[Referring expression data]
________________________

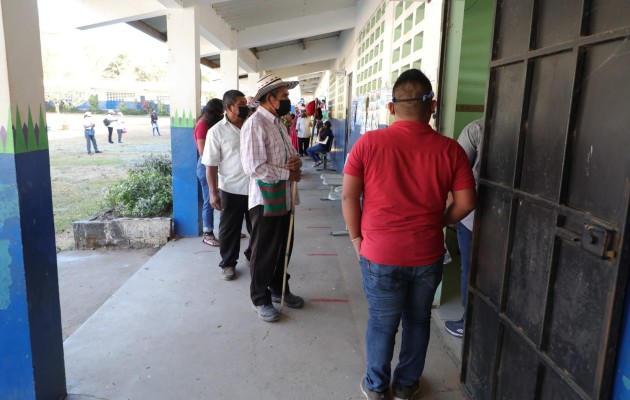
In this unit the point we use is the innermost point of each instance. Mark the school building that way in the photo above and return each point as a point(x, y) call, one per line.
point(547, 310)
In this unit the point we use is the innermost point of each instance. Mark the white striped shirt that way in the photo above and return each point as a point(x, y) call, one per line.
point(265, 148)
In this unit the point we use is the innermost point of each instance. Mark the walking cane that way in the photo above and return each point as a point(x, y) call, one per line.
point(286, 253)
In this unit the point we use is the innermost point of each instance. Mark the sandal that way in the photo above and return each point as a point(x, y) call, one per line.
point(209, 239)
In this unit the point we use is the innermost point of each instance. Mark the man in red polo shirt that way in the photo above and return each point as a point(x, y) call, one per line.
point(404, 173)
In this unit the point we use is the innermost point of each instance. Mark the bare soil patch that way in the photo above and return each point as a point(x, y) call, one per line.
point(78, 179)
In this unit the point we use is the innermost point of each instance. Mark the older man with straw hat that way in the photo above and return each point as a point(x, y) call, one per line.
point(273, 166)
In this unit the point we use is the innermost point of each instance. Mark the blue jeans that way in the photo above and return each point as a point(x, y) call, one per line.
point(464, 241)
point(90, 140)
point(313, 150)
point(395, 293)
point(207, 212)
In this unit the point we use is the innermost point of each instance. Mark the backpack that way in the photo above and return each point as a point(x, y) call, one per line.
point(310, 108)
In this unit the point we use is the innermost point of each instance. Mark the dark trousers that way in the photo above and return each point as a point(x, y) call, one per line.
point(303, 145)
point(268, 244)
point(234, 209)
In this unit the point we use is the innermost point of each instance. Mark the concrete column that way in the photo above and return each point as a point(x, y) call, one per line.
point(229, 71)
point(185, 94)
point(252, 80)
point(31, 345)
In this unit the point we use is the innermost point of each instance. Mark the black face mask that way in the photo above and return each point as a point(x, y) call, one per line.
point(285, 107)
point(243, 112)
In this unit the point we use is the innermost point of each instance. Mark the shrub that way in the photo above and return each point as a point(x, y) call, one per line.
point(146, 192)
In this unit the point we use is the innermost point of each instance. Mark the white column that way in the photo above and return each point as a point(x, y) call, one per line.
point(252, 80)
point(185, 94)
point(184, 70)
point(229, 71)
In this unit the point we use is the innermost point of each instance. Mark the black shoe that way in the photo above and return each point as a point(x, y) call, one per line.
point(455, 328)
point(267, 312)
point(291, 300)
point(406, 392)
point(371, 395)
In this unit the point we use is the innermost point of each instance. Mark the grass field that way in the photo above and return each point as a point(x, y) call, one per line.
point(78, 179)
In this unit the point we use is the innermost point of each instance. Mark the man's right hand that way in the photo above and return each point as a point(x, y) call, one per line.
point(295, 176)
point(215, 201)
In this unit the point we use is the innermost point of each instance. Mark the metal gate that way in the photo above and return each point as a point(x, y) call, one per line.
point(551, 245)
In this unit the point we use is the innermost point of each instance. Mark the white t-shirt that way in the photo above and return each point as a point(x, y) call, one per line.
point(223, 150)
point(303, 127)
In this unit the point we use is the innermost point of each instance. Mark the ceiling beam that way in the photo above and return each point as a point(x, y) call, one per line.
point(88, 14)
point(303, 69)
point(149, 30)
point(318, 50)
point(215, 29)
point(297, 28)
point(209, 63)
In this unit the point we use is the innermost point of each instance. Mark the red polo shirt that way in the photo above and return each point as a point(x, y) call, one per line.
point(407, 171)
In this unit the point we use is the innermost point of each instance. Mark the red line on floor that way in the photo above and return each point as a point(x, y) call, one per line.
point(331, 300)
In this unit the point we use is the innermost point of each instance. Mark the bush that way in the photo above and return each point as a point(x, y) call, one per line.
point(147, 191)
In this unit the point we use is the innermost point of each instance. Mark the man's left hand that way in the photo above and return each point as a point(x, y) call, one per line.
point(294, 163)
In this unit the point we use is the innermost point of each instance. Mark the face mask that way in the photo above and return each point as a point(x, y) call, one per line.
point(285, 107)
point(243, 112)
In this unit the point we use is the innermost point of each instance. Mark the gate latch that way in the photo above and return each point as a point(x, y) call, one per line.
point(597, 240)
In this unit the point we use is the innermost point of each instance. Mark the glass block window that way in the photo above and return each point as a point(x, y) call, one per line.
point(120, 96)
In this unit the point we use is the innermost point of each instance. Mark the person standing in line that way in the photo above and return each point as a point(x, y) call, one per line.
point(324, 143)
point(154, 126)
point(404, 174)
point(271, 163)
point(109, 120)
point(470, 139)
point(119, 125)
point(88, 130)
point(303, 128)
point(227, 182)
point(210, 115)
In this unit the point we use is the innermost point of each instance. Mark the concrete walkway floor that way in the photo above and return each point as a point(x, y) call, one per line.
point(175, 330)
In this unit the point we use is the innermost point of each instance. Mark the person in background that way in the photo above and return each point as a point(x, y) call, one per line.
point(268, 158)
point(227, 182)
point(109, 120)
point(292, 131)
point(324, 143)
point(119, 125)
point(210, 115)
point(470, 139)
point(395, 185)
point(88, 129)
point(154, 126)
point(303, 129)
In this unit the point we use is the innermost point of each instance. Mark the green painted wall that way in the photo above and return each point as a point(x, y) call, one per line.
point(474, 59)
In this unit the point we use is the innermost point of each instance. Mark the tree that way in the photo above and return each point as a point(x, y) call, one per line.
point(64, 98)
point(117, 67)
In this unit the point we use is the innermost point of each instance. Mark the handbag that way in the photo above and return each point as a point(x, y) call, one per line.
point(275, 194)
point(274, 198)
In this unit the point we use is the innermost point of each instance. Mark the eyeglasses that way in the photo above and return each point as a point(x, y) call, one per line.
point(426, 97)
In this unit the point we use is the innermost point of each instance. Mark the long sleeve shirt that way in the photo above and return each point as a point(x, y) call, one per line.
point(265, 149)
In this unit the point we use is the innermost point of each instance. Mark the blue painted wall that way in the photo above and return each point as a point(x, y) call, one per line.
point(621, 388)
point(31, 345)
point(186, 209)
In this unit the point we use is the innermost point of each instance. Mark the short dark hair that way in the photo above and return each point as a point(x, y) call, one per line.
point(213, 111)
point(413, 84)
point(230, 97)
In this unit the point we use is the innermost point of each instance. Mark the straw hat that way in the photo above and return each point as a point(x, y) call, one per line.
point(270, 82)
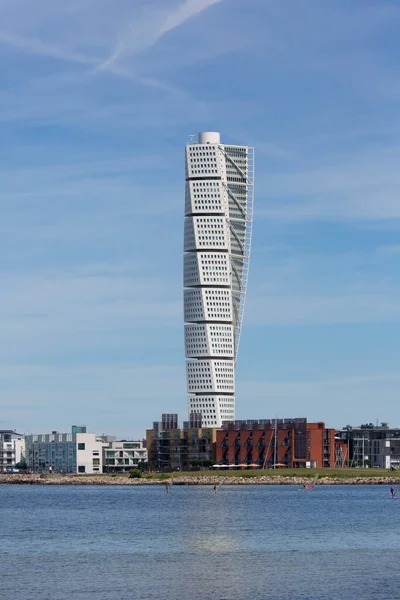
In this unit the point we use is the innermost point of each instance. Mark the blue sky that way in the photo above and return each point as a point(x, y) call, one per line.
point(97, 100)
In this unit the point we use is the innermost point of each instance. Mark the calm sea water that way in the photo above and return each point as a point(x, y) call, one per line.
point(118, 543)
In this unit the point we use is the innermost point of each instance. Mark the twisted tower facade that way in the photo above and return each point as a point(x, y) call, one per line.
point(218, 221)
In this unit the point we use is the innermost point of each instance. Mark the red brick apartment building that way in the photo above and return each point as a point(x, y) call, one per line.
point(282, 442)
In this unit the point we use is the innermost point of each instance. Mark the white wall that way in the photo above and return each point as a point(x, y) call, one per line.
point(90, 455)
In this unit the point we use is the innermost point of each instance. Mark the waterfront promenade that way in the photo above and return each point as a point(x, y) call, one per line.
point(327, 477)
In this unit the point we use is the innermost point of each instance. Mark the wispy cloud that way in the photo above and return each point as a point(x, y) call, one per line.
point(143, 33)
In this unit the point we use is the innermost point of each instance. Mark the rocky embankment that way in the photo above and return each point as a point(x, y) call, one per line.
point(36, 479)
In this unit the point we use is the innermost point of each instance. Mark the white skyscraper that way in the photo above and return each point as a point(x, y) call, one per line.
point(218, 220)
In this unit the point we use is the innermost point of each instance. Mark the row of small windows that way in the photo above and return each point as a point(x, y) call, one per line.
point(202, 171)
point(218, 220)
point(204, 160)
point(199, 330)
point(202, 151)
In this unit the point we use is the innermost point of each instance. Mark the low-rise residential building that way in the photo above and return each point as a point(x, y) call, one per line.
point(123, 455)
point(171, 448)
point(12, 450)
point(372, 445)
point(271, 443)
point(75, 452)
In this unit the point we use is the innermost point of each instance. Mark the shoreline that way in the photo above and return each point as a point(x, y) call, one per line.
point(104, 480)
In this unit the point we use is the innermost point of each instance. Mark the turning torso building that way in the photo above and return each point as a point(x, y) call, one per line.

________________________

• EXERCISE DESCRIPTION: Please transcribe the lines from the one containing "the white skyscraper" through the last line of the records. Include both ends and nothing else.

• RESPONSE:
In this unit the point we use is the innermost point of each instance. Mark the white skyscraper that way in the photo above and return each point as a point(x, y) call, one per line.
point(218, 220)
In this unit the point we use is the innermost point of each instance. Mark the row of small windows that way in the photo above and return each point as a point(x, y) call, one per line.
point(202, 171)
point(218, 220)
point(204, 160)
point(199, 330)
point(202, 151)
In this unit the point we use is the innermost point of each instance. Mark the low-rise residential building that way in the photo above and return each point as a point(x, y) call, one per line.
point(123, 455)
point(171, 448)
point(12, 450)
point(372, 445)
point(271, 443)
point(75, 452)
In this unit the point we use is the innermost point of each instance. Mark the shoreline that way in the photo above and return each point as a point(x, y) call, one per line.
point(104, 480)
In this unit the point we use is the innermost point of each instance. Mark the turning torso building that way in the photo above and return each point as a point(x, y) call, one per line.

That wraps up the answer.